__WRITTEN REQUEST__
Copy out, character for character, the part of the listing below that starts at the line containing "Localize person's hand." and runs through the line containing "8, 99, 48, 164".
--- Start of DATA FOR THIS EXERCISE ---
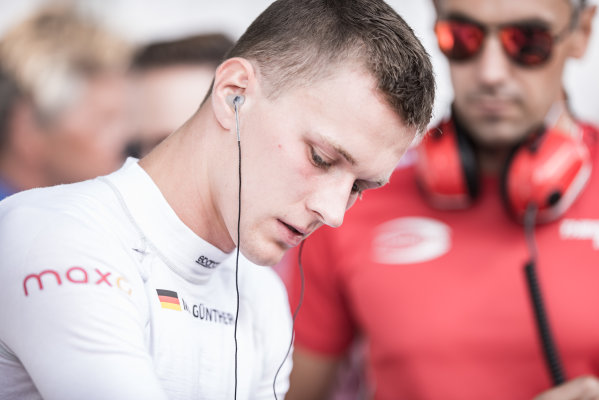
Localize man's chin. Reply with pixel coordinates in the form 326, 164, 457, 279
241, 246, 285, 267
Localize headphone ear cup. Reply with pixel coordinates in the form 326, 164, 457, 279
501, 129, 591, 222
416, 121, 478, 209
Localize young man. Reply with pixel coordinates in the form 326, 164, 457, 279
0, 0, 434, 399
0, 5, 131, 199
129, 33, 233, 158
285, 0, 599, 400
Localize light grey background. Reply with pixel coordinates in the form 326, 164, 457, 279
0, 0, 599, 123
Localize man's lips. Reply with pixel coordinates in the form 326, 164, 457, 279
278, 220, 309, 247
281, 221, 307, 236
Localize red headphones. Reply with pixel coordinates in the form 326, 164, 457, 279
416, 116, 591, 222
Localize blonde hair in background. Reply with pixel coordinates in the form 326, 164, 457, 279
0, 3, 132, 119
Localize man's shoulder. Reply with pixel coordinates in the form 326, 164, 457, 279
0, 180, 132, 268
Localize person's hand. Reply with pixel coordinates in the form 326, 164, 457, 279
534, 376, 599, 400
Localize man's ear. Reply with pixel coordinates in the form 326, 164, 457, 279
571, 5, 597, 58
210, 57, 257, 130
8, 99, 48, 164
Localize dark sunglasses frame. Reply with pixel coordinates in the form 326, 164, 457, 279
435, 13, 577, 68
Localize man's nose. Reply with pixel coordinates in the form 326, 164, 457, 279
307, 181, 353, 228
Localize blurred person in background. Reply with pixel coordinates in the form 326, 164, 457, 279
284, 0, 599, 400
0, 5, 131, 200
129, 33, 233, 158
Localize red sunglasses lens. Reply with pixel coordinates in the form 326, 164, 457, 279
435, 21, 485, 60
499, 26, 553, 66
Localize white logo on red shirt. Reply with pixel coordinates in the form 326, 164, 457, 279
372, 217, 451, 264
559, 218, 599, 250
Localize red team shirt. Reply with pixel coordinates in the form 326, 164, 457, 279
286, 122, 599, 400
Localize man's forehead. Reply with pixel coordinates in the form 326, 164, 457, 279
435, 0, 580, 23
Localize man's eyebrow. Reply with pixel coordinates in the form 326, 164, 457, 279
318, 134, 389, 187
319, 135, 357, 165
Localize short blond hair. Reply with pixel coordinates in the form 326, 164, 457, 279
0, 4, 132, 118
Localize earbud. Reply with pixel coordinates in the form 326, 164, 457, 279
227, 94, 245, 108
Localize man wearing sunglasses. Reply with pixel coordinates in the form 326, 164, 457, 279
286, 0, 599, 400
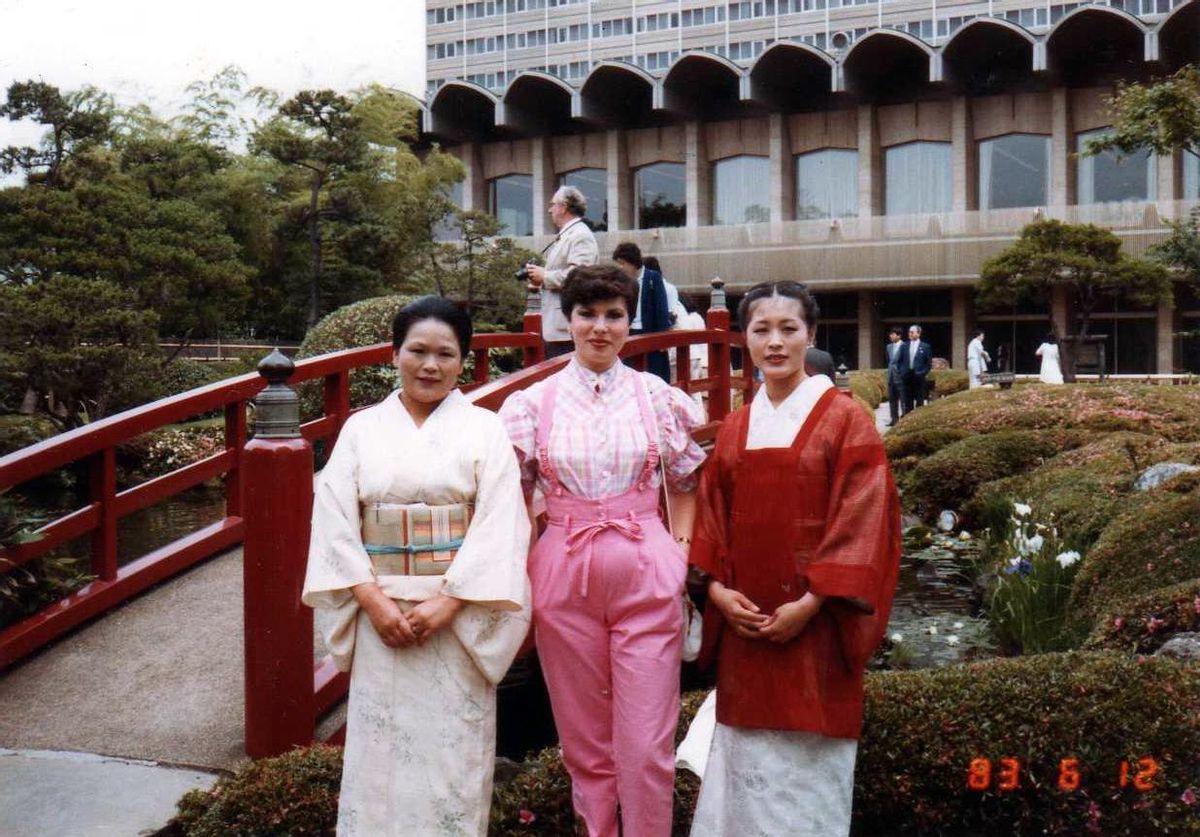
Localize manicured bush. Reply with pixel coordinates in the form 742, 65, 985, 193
172, 745, 342, 837
966, 433, 1184, 552
296, 294, 413, 420
1084, 578, 1200, 654
853, 652, 1200, 837
847, 369, 888, 410
1072, 472, 1200, 615
905, 430, 1088, 522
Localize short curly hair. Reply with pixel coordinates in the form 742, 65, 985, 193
560, 265, 637, 323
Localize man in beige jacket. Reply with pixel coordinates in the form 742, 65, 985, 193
526, 186, 600, 359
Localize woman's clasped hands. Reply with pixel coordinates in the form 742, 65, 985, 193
708, 582, 824, 643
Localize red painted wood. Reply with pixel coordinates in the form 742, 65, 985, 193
115, 451, 234, 517
88, 447, 118, 582
0, 502, 100, 568
242, 439, 314, 759
0, 517, 243, 669
226, 401, 246, 517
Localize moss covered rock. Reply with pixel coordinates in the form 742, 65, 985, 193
1070, 472, 1200, 614
904, 430, 1088, 517
1085, 578, 1200, 654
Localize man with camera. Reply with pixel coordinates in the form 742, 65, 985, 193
522, 186, 600, 359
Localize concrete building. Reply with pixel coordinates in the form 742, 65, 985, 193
422, 0, 1200, 373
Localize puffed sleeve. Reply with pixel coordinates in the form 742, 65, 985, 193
642, 373, 704, 492
499, 384, 541, 496
300, 417, 374, 672
805, 400, 901, 667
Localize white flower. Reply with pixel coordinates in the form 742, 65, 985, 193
1055, 549, 1080, 570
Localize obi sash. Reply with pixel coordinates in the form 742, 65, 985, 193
362, 502, 472, 576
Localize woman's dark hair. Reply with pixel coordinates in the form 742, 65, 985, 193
738, 282, 821, 332
562, 265, 637, 323
391, 296, 473, 357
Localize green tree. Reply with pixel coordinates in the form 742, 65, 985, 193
0, 276, 161, 428
0, 80, 114, 188
1085, 65, 1200, 155
976, 218, 1171, 374
422, 211, 536, 330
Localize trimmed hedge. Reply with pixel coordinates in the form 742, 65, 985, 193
853, 652, 1200, 837
1070, 472, 1200, 615
902, 430, 1088, 519
1084, 578, 1200, 654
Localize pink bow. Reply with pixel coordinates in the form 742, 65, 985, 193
566, 512, 643, 598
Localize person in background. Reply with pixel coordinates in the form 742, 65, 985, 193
526, 186, 600, 360
689, 282, 900, 837
1033, 331, 1062, 384
898, 325, 934, 415
887, 325, 904, 427
612, 241, 679, 384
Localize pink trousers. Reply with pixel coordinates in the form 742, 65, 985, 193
529, 486, 686, 837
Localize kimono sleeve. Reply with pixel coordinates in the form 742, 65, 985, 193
805, 405, 900, 668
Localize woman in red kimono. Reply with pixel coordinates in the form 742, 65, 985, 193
690, 282, 900, 837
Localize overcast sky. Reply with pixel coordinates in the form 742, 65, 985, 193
0, 0, 425, 147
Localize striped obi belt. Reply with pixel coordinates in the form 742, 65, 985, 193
362, 502, 472, 576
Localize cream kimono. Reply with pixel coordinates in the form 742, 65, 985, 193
302, 391, 529, 837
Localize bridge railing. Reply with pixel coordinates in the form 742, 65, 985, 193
0, 282, 752, 757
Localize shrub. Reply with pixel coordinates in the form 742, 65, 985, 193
172, 745, 342, 837
854, 652, 1200, 837
847, 369, 888, 410
965, 433, 1184, 549
905, 430, 1087, 519
1072, 477, 1200, 615
1084, 578, 1200, 654
296, 294, 413, 421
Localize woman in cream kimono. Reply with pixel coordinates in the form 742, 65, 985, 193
304, 297, 529, 837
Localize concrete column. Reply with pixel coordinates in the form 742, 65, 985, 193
947, 288, 971, 369
1050, 285, 1075, 337
858, 104, 884, 218
858, 290, 882, 369
1050, 88, 1075, 206
950, 96, 979, 212
768, 114, 796, 224
684, 121, 713, 228
605, 128, 636, 231
529, 137, 558, 235
457, 143, 487, 212
1154, 302, 1175, 375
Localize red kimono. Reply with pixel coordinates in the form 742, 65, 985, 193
690, 390, 900, 739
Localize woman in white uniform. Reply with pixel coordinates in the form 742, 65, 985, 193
302, 297, 529, 837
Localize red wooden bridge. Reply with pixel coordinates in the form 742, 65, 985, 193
0, 281, 752, 758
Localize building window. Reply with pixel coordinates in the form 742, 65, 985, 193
558, 169, 608, 233
796, 149, 858, 221
487, 174, 533, 235
634, 163, 688, 229
883, 143, 953, 215
979, 133, 1050, 210
1075, 128, 1158, 204
713, 155, 770, 224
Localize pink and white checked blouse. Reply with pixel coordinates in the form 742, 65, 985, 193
500, 359, 704, 500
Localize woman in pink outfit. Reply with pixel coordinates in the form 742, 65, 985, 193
500, 266, 704, 837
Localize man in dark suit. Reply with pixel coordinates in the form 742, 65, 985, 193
612, 241, 672, 384
887, 326, 904, 427
896, 325, 934, 415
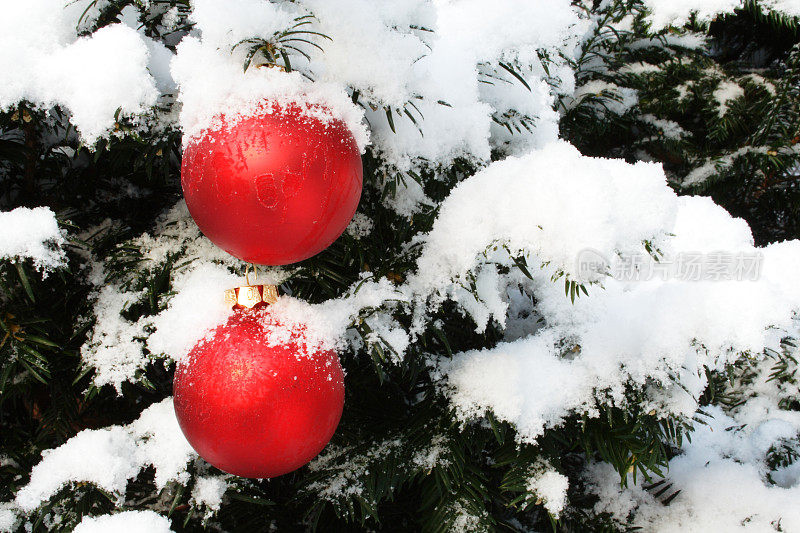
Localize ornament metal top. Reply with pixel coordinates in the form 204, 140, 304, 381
181, 102, 362, 265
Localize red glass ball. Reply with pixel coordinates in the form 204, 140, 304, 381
173, 309, 344, 478
181, 104, 362, 265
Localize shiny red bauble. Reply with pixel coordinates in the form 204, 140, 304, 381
181, 103, 362, 265
173, 308, 344, 478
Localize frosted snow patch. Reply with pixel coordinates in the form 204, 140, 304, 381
0, 207, 66, 271
74, 511, 172, 533
15, 398, 196, 512
0, 0, 158, 145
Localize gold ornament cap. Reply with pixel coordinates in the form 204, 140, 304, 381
225, 285, 278, 309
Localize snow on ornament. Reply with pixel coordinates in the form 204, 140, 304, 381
173, 285, 344, 478
181, 102, 362, 265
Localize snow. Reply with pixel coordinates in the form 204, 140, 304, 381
6, 0, 800, 532
644, 0, 742, 31
641, 114, 687, 140
14, 398, 196, 512
0, 503, 17, 533
526, 461, 569, 518
418, 145, 800, 442
0, 0, 158, 145
566, 80, 639, 115
171, 0, 368, 150
644, 0, 800, 31
74, 511, 172, 533
587, 400, 800, 533
0, 207, 66, 271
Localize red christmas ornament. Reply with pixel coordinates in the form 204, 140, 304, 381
181, 104, 362, 265
173, 298, 344, 478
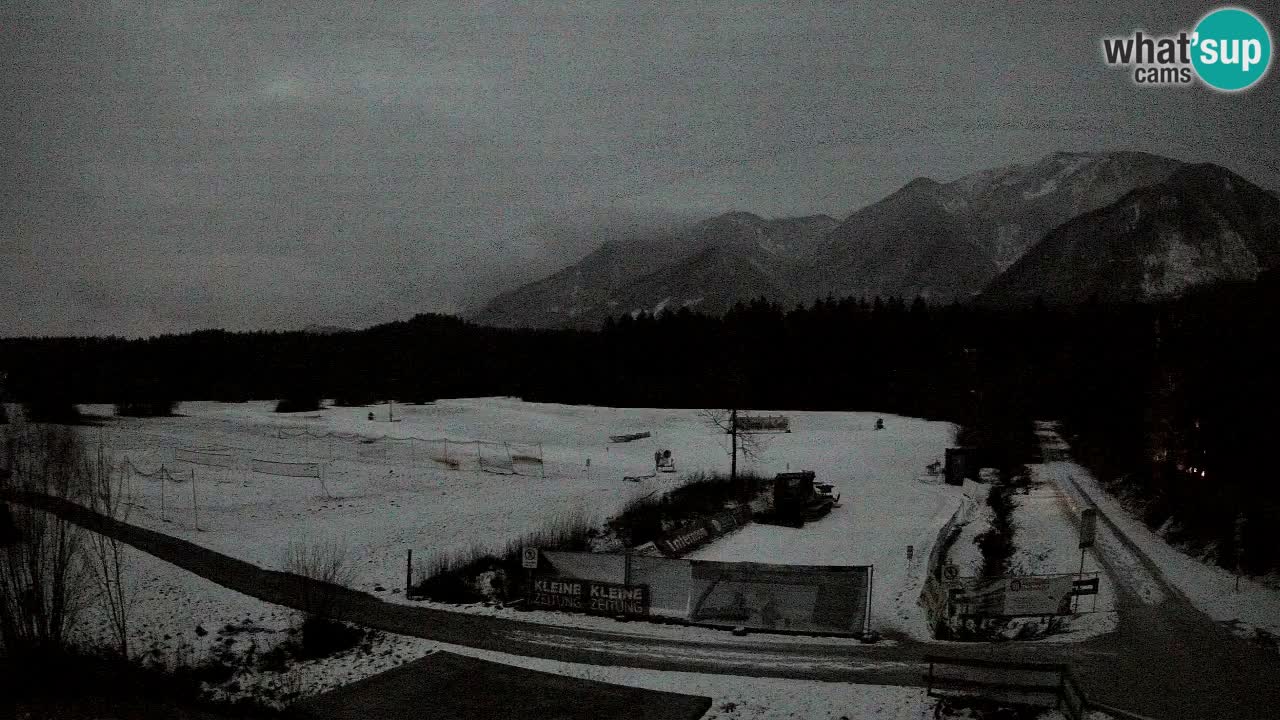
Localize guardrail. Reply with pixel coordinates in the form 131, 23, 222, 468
924, 655, 1155, 720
--- End of DATA FOR THIS EXERCISE ---
__SOLUTION TO THIS EXERCISE__
Localize person's hand. Reply with pixel coordinates in the form 326, 164, 457, 279
534, 376, 599, 400
Localize man's ear. Reply with pixel coordinates in the form 326, 164, 457, 279
571, 5, 597, 58
210, 57, 257, 130
8, 99, 48, 164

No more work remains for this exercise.